PROMPT: Rewrite the data below as a numbered list with one entry per line, skipping any blank lines. Leave out any pictures.

STORED RECORDS:
####################

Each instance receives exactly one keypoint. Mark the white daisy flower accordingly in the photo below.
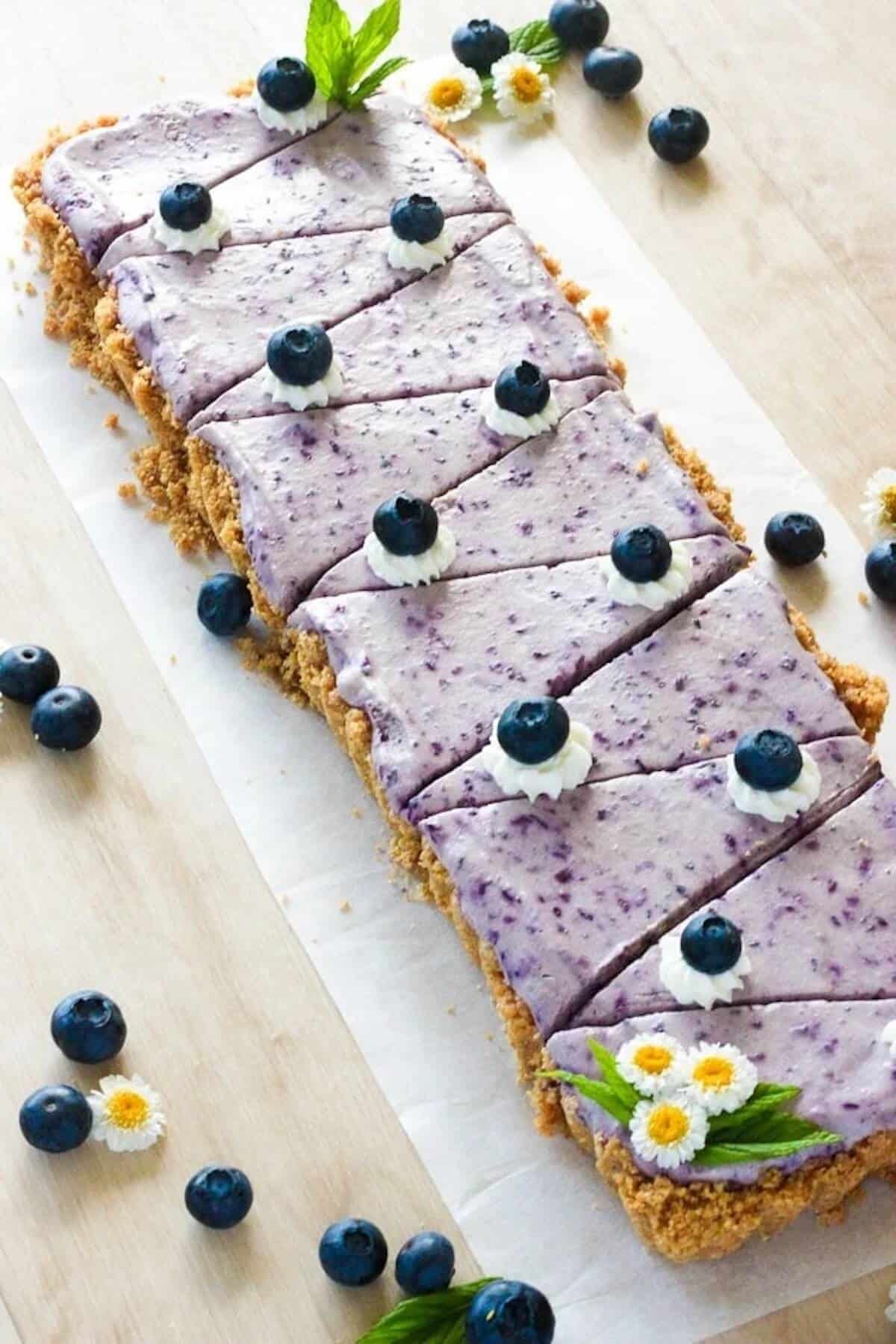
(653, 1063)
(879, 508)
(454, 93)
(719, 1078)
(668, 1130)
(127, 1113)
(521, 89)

####################

PROBLEM SOLUTION:
1. Each instance receives exactly one keypoint. Mark the white daisy flower accordingly in the photo below.
2. (653, 1063)
3. (879, 508)
4. (454, 93)
5. (719, 1078)
6. (668, 1130)
7. (127, 1113)
8. (521, 89)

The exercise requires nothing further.